* **Assignment**
Find the line that contains "Cam-trap alert: motion was detected. Identify lighter" in the entries below. Write out that line and all that follow it, unchanged and alone.

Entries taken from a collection
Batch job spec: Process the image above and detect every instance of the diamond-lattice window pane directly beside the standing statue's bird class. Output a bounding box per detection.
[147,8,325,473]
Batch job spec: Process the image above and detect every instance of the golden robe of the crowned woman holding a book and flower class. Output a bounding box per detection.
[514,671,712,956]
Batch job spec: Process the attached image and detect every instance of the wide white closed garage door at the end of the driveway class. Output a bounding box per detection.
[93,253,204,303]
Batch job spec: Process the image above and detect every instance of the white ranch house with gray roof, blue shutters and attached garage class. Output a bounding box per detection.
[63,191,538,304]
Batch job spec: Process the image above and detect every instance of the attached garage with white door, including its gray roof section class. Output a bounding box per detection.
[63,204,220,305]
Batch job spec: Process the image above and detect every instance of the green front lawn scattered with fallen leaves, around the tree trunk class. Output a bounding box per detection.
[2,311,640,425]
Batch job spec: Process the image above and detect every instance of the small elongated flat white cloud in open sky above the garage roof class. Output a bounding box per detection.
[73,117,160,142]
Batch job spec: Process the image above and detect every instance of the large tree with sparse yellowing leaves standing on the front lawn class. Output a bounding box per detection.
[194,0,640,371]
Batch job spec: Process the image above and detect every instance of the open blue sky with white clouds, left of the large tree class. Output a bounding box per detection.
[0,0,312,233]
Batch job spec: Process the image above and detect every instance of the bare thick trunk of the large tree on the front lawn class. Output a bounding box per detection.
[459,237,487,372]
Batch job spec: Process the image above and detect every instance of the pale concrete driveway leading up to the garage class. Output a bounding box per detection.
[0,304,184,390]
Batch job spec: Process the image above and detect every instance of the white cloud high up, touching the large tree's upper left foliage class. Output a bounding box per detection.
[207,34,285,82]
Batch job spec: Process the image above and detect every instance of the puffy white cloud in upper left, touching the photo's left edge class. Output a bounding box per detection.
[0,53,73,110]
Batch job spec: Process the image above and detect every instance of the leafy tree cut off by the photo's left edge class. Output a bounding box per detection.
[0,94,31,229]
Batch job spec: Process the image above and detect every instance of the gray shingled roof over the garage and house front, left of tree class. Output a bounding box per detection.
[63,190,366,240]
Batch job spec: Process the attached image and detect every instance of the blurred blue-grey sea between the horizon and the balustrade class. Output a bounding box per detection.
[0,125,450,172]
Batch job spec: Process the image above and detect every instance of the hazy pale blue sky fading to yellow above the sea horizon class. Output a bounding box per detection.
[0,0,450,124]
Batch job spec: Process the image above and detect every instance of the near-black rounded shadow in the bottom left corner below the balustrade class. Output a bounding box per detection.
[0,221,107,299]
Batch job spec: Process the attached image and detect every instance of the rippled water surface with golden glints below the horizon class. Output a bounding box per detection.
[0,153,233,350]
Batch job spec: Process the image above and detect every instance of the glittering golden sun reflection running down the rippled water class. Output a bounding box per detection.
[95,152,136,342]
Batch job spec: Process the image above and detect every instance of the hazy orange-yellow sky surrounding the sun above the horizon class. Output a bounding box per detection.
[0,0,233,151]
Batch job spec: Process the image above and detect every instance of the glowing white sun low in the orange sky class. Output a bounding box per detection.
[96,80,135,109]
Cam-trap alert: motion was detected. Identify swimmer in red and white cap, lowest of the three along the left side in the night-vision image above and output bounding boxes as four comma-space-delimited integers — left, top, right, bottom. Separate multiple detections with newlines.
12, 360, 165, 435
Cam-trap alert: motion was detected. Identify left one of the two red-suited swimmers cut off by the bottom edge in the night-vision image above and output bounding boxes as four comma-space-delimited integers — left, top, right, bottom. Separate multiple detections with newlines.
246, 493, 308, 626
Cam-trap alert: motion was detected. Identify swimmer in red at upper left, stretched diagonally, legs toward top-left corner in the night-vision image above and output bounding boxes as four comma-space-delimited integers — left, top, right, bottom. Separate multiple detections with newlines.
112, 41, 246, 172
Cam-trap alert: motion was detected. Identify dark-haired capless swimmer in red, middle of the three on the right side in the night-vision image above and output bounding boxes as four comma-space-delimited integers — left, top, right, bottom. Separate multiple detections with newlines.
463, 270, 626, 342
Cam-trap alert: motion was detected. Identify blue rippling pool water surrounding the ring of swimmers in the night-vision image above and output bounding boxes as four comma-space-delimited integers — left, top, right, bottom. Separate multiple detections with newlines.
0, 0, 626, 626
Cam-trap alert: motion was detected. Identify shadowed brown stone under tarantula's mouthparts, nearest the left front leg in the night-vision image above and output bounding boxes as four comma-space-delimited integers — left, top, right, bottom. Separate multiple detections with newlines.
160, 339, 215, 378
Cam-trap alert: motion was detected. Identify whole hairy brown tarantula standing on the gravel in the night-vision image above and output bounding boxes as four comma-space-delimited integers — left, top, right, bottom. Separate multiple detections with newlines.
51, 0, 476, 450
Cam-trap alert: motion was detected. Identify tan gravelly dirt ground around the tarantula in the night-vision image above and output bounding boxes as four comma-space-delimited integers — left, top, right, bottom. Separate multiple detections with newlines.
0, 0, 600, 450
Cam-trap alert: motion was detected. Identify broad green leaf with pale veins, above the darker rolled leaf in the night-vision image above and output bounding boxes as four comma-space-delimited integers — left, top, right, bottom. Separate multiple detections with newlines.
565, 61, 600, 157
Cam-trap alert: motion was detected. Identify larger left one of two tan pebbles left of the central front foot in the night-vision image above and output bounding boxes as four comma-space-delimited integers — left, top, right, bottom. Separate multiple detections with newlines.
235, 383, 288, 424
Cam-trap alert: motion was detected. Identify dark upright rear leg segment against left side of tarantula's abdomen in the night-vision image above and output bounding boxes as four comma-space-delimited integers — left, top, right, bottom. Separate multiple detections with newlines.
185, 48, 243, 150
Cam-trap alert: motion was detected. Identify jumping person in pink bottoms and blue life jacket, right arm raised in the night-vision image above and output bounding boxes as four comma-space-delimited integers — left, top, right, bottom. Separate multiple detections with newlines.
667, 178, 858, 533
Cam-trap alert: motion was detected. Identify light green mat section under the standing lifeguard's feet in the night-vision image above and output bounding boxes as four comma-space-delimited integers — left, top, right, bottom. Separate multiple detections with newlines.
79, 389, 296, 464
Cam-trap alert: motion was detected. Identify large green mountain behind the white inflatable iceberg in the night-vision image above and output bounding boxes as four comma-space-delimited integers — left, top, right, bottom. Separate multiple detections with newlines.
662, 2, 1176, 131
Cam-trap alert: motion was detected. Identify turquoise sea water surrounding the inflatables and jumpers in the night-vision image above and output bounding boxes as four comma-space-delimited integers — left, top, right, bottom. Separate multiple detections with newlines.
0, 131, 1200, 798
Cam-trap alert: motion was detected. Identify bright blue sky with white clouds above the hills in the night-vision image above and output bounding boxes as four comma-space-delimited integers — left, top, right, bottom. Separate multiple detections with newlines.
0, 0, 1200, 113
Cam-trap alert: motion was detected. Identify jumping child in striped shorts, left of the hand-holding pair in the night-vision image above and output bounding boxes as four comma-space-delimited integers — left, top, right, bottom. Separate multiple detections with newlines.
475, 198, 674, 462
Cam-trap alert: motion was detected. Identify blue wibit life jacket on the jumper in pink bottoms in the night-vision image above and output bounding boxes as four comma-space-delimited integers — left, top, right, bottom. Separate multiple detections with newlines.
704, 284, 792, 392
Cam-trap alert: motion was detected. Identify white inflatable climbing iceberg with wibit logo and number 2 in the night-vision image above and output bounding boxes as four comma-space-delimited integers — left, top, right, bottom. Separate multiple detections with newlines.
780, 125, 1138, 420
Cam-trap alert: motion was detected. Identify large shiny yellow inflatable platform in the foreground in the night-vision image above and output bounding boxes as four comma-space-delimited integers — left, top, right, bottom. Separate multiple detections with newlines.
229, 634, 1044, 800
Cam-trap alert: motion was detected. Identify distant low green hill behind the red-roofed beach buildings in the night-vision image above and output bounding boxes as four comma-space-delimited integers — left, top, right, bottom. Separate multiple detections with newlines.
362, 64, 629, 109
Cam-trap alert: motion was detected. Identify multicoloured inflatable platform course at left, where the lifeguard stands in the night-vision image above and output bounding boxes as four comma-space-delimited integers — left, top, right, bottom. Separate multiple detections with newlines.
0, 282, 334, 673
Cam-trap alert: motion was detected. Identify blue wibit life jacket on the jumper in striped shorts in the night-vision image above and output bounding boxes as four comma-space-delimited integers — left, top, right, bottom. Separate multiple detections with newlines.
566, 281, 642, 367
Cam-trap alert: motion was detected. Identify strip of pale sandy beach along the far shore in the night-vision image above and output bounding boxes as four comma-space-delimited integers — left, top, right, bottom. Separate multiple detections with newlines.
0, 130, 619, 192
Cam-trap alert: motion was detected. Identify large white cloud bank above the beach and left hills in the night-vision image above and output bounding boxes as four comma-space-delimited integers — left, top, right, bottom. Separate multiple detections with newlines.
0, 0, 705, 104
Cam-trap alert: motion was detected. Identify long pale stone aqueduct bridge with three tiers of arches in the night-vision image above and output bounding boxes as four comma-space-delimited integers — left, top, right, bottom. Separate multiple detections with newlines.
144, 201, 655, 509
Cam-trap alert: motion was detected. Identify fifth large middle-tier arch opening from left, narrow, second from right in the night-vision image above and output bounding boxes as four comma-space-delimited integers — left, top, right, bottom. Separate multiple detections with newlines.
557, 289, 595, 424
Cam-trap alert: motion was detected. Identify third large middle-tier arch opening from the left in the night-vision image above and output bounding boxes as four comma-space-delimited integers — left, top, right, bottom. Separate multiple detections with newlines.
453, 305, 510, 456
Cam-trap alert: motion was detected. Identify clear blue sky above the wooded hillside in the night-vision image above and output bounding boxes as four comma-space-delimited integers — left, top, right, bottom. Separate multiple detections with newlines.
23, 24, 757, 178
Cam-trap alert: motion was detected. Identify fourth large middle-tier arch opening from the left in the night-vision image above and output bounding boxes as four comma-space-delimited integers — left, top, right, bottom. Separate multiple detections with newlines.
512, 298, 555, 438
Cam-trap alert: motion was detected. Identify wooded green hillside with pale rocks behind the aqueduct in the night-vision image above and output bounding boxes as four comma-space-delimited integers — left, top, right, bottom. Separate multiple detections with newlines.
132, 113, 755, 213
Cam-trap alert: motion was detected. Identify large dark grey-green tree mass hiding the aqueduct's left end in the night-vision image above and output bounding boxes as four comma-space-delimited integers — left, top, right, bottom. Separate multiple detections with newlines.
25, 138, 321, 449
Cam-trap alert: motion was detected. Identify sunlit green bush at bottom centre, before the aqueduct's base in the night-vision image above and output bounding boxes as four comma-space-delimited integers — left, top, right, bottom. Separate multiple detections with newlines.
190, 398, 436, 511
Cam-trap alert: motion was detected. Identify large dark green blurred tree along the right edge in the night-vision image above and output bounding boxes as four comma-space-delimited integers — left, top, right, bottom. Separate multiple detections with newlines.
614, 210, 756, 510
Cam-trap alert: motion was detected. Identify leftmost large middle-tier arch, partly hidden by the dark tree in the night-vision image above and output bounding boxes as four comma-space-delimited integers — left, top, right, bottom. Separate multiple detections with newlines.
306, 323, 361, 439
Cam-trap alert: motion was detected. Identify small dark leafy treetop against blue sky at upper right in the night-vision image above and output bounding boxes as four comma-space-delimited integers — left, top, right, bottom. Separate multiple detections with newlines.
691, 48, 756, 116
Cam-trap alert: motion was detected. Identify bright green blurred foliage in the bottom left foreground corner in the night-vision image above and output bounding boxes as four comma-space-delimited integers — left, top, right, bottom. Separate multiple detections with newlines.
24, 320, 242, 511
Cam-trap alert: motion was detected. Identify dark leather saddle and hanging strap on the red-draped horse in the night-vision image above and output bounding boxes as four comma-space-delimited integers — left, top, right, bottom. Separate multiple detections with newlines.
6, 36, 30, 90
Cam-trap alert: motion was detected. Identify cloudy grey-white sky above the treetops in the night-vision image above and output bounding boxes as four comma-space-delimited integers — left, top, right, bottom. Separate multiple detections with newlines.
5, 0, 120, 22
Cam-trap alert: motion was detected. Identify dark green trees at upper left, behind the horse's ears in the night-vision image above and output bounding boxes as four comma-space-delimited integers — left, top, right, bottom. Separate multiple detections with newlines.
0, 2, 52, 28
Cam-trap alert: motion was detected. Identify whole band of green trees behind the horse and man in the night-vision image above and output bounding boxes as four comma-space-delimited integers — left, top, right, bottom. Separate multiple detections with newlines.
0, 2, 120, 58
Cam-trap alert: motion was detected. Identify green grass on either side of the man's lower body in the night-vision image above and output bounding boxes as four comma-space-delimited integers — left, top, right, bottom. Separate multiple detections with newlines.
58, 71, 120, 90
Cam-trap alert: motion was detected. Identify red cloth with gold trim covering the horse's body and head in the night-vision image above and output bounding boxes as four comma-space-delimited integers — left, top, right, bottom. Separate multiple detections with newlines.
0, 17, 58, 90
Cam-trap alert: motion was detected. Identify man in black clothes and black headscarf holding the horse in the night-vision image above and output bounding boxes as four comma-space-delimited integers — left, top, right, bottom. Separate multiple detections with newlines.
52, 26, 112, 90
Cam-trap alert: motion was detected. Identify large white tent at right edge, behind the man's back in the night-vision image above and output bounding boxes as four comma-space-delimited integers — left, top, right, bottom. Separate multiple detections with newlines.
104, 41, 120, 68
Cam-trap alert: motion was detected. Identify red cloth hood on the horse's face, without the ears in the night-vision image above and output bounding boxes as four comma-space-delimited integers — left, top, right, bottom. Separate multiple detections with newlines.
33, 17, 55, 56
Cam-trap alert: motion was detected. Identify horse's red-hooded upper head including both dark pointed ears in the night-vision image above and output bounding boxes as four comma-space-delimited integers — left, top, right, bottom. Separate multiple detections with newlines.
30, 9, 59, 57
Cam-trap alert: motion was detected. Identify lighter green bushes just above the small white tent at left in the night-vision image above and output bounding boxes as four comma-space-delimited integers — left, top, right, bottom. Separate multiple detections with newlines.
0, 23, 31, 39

* **Exercise answer**
Cam-trap alert: motion was detected. Identify lighter green bushes just above the small white tent at left in the night-vision image above and output bounding boxes as four comma-space-delimited integers — left, top, right, bottom. Separate multiple detections with newlines.
0, 23, 31, 39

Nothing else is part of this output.